::: Data supplied :::

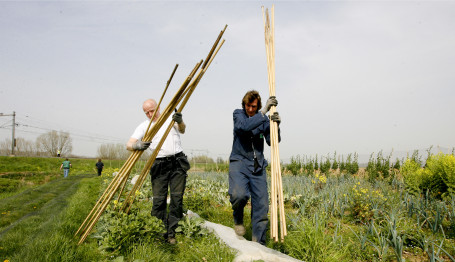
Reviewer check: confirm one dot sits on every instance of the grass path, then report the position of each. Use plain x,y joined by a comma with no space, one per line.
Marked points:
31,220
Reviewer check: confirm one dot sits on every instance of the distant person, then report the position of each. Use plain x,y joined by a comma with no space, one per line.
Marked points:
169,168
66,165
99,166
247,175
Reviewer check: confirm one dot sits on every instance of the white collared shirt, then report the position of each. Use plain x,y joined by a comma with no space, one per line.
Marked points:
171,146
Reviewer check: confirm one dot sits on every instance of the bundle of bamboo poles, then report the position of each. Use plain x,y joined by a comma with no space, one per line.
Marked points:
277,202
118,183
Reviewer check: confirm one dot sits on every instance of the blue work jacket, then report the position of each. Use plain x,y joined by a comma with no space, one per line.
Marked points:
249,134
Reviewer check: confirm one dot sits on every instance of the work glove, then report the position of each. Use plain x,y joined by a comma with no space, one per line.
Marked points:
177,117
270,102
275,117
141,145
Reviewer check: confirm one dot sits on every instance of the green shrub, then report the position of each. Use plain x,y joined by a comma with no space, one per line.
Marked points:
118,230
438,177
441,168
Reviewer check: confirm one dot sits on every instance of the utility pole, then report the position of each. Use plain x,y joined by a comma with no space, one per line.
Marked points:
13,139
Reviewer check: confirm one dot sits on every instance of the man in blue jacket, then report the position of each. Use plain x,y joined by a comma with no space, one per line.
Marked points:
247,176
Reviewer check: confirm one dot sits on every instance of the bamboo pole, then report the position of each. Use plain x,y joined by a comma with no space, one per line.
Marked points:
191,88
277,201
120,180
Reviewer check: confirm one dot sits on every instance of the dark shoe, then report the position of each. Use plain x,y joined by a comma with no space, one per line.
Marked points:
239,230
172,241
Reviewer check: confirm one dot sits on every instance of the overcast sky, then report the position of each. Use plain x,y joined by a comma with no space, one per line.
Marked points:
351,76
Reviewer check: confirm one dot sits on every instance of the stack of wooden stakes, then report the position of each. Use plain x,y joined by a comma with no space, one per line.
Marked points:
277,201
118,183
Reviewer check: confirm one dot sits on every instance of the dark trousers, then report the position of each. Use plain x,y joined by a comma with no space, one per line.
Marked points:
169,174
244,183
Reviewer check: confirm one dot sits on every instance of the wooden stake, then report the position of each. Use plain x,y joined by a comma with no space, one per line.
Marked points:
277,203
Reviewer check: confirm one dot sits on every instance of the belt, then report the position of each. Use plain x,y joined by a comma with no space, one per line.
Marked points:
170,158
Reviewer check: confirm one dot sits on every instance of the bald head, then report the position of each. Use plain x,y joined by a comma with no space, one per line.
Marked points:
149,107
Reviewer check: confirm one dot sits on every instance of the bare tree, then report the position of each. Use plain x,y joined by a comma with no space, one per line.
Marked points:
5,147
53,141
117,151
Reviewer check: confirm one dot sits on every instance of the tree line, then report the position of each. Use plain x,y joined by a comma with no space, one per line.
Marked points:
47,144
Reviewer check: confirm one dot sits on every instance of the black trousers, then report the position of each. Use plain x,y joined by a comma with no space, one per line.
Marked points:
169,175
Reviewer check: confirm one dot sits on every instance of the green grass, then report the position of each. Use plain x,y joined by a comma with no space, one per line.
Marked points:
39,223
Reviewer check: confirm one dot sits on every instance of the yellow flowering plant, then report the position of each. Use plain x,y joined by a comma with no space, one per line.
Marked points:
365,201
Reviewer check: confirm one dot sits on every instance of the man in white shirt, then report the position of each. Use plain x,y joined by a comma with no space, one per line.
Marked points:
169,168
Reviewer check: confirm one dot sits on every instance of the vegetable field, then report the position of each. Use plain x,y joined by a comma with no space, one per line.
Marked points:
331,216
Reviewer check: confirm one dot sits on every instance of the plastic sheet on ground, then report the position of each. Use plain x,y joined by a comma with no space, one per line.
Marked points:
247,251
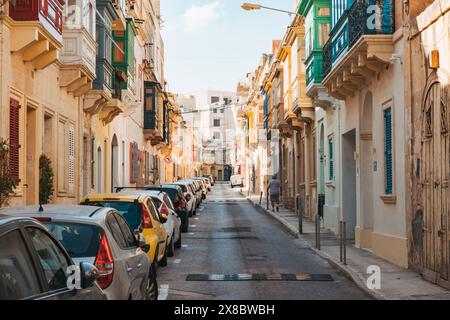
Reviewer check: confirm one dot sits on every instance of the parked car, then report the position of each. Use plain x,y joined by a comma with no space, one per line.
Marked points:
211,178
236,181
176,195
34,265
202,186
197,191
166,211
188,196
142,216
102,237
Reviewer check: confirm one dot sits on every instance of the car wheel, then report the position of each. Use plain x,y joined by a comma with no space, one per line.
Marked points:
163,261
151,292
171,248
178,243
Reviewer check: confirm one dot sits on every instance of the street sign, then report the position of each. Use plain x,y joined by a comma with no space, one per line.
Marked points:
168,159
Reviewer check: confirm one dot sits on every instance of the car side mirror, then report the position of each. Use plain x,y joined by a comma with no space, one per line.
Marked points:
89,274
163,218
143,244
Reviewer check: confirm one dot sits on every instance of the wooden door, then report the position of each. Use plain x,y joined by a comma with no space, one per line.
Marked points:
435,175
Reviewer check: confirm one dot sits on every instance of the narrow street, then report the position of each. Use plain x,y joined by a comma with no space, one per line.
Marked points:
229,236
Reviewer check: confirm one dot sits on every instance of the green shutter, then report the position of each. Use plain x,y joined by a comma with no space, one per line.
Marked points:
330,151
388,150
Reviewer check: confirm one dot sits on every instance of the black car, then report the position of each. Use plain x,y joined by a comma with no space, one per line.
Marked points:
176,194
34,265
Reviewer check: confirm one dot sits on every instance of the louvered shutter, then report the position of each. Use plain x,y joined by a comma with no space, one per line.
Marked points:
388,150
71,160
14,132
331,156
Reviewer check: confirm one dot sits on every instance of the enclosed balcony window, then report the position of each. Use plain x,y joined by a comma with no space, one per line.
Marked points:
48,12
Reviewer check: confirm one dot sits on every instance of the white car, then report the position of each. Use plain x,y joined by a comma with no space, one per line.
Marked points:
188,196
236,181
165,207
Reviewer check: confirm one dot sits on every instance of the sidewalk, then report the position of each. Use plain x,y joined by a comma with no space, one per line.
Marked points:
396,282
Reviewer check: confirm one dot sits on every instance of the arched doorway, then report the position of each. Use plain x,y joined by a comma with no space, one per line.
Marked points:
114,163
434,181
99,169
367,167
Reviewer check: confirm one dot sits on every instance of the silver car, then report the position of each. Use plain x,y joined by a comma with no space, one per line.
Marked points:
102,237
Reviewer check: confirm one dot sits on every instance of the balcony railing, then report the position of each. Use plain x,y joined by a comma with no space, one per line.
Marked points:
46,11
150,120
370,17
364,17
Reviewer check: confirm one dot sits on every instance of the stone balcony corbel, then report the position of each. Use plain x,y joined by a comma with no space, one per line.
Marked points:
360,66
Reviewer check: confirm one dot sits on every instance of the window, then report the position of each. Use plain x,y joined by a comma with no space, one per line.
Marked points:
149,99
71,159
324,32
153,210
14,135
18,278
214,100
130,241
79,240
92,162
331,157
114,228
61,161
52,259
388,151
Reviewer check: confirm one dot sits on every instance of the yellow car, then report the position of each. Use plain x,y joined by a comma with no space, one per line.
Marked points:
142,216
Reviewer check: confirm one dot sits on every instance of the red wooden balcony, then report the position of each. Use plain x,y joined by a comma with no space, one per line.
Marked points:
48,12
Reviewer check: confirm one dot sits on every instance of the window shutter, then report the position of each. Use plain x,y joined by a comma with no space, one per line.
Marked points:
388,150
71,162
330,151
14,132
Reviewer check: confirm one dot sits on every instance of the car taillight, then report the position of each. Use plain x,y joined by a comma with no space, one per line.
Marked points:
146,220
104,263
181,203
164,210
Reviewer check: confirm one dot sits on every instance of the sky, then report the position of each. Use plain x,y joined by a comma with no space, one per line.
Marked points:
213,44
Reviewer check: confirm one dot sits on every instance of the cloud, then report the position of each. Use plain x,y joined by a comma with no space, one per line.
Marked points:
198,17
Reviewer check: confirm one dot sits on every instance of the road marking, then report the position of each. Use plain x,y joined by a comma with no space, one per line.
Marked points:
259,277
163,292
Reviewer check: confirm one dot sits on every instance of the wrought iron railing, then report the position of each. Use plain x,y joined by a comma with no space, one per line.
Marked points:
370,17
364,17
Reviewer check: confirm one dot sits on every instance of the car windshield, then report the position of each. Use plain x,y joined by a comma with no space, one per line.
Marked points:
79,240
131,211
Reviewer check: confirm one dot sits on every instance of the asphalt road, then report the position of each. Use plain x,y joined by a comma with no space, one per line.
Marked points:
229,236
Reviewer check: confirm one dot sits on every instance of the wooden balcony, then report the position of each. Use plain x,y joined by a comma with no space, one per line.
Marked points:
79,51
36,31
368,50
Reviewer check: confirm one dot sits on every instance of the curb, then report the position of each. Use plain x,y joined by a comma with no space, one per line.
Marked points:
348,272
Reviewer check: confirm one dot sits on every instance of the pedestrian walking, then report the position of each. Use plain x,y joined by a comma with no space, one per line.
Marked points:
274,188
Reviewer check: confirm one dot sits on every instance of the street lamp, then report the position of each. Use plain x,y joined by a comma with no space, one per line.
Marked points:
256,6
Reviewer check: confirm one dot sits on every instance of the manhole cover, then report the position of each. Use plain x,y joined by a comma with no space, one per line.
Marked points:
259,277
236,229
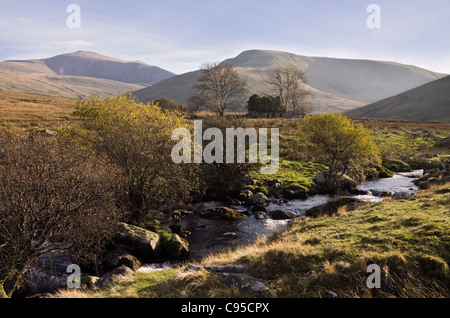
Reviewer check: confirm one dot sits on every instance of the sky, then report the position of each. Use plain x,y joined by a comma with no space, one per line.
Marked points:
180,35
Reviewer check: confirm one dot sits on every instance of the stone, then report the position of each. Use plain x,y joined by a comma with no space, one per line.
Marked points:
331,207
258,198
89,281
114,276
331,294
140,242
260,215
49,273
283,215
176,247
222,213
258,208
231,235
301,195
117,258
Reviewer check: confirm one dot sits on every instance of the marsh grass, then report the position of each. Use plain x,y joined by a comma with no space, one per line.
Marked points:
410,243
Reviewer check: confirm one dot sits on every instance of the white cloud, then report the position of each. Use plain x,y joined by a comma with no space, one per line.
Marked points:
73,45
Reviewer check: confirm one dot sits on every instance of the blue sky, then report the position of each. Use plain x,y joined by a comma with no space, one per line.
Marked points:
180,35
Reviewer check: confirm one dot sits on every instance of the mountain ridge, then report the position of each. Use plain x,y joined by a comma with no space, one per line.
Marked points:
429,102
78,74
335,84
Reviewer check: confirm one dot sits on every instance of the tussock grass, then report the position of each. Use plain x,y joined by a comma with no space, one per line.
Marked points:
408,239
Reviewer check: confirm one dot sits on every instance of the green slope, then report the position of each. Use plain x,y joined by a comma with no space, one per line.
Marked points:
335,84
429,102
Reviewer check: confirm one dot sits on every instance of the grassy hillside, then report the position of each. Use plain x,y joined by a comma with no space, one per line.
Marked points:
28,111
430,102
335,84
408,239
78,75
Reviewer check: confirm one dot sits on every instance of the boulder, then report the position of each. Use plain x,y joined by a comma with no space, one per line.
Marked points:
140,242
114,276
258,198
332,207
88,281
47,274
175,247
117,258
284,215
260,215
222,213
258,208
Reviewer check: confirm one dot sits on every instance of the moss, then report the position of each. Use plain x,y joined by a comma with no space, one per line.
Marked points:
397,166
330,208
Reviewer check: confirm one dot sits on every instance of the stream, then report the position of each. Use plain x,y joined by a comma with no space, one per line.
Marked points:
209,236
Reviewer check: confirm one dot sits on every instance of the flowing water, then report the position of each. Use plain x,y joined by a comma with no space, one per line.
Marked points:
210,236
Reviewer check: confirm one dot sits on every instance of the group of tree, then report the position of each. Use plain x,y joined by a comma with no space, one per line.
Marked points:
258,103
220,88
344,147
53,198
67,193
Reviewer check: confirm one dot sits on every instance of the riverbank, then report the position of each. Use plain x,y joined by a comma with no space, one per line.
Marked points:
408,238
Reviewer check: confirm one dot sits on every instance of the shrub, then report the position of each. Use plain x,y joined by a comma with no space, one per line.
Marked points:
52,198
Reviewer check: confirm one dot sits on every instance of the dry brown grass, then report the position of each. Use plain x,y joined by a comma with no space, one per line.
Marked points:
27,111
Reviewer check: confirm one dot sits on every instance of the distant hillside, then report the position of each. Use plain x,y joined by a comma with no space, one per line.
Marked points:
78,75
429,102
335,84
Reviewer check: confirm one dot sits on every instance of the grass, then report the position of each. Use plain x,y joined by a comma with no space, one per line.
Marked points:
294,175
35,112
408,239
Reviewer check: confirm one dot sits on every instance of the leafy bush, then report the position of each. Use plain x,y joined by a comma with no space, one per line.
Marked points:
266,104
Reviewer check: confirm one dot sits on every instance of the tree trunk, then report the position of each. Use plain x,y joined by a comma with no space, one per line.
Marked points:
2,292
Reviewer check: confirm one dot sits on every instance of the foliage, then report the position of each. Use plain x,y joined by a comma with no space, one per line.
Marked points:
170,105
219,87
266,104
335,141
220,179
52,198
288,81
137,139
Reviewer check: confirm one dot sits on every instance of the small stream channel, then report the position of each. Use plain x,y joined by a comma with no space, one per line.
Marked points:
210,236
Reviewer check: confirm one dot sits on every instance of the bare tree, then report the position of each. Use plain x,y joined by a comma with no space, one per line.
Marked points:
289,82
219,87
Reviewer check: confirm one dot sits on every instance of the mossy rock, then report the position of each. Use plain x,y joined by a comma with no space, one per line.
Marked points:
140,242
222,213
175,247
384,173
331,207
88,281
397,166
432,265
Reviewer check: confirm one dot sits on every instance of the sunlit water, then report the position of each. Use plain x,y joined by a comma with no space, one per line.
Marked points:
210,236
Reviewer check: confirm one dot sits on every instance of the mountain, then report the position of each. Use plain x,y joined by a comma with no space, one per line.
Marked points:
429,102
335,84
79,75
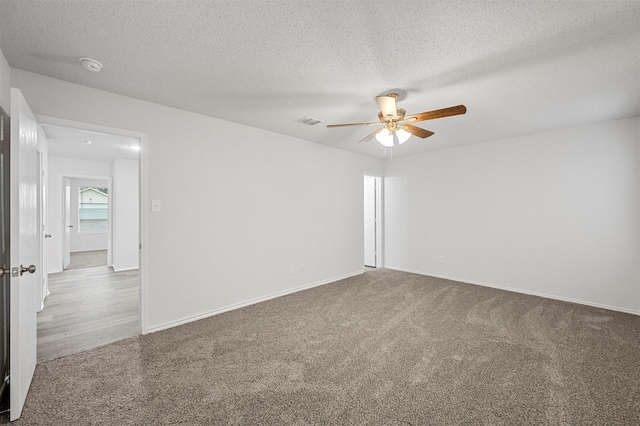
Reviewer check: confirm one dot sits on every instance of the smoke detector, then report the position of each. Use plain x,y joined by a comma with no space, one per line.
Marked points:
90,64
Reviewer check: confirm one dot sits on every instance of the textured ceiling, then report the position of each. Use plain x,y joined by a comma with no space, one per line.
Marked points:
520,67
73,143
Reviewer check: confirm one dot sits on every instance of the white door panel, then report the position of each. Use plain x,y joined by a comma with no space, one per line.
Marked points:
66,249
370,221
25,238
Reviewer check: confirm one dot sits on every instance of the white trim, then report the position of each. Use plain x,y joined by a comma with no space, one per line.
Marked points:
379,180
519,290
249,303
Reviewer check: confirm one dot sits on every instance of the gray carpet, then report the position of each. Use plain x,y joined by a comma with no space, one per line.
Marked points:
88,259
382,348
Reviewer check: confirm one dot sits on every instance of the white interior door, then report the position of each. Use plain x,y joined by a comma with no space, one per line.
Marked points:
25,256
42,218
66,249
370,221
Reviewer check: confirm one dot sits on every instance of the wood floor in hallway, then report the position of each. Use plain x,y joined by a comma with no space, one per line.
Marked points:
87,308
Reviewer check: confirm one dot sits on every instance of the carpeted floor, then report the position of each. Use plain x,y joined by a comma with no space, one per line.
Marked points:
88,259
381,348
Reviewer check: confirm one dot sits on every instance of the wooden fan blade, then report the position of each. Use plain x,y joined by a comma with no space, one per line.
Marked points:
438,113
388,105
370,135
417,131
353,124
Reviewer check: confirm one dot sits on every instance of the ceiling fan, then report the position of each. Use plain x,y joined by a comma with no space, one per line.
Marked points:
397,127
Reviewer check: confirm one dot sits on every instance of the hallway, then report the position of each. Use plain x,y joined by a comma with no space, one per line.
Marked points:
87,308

:::

◆ About this task:
Your answer must be an exact transcription of the lines from the one containing "of the ceiling" through the last line of the records above, and nothing else.

◆ Answer:
Reviewer check: confirm one dot sits on every instance of the ceiling fan, then report the position of each. Use plain x,y joined by a comma with no space, one per line.
Marked points:
397,127
Reviewer check: confirm one dot sits on every instance of the hallway, then report the position of each. Use plain x,y joined by a comma with no space, one per line.
Marked points:
87,308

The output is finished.